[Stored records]
___

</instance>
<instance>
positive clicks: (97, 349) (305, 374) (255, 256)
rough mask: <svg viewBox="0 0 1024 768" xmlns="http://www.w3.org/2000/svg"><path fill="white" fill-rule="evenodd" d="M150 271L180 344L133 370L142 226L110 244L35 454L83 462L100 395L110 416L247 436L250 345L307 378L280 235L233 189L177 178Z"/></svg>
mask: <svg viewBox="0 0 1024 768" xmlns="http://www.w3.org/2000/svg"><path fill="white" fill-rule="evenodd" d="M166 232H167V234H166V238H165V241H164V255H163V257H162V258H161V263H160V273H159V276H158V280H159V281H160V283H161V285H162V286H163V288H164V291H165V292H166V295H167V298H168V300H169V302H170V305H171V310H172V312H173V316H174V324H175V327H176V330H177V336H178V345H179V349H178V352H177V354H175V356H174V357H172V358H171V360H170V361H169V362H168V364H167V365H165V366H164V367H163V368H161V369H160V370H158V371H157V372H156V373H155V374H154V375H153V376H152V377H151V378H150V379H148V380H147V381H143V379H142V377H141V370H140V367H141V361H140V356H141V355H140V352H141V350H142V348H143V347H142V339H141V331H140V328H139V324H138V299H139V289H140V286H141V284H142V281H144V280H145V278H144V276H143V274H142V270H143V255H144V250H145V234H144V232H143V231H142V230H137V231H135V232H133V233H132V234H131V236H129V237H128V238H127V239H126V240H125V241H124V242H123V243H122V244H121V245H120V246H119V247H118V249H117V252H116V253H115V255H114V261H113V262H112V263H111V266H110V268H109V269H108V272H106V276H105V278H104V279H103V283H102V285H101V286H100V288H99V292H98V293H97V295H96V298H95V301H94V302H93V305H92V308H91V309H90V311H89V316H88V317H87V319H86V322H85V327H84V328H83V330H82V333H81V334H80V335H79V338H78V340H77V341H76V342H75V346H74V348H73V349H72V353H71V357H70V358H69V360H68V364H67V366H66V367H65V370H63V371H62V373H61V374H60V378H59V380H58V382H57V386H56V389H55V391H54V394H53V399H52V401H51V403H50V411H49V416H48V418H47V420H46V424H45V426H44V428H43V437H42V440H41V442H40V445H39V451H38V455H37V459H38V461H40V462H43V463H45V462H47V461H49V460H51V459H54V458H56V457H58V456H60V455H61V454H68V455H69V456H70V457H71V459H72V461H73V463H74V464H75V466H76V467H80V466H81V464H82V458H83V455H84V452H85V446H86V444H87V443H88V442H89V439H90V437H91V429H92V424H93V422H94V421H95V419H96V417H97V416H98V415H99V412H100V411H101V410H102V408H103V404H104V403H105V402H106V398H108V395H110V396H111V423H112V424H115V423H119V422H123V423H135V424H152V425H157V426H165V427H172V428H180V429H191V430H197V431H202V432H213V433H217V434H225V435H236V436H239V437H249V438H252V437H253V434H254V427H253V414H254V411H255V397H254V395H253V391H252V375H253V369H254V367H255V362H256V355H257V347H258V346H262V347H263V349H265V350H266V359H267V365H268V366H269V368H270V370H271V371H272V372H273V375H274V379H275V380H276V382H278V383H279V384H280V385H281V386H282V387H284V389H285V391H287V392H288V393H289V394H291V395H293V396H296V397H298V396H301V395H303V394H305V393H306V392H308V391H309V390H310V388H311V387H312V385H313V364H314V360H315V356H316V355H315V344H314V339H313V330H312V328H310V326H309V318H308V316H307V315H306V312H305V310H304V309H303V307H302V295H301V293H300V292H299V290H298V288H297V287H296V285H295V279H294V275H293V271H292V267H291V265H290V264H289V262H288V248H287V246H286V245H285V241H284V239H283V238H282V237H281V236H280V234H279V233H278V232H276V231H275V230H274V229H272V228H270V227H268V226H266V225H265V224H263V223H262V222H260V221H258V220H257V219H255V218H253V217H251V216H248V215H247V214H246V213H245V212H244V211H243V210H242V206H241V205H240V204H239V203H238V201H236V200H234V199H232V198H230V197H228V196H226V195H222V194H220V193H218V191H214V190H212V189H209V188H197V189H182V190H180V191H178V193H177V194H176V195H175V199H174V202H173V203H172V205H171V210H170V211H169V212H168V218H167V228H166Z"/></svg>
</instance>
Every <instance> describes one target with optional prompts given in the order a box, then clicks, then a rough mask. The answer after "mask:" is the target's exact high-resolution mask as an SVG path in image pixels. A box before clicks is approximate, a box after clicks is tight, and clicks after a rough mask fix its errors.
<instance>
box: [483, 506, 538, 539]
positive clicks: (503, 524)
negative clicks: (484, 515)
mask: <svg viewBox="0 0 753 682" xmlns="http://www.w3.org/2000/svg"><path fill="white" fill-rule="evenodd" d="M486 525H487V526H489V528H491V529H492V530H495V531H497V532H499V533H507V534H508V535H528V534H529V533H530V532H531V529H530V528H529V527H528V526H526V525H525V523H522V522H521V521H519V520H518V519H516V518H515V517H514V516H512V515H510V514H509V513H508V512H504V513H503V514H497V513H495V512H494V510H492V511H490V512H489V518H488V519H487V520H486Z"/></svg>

___

▶ [Task statement]
Please change "positive" to "foreground" in the records from their start through the line with "rough mask: <svg", and give only those lines again with nothing else altered.

▶ [Result of the task]
</instance>
<instance>
foreground clicks: (97, 349) (305, 374) (255, 256)
rough mask: <svg viewBox="0 0 1024 768" xmlns="http://www.w3.org/2000/svg"><path fill="white" fill-rule="evenodd" d="M150 271L180 344L133 370L142 226L110 244L35 454L83 462L100 395L110 416L247 436L250 345L307 378L280 235L233 189L177 178Z"/></svg>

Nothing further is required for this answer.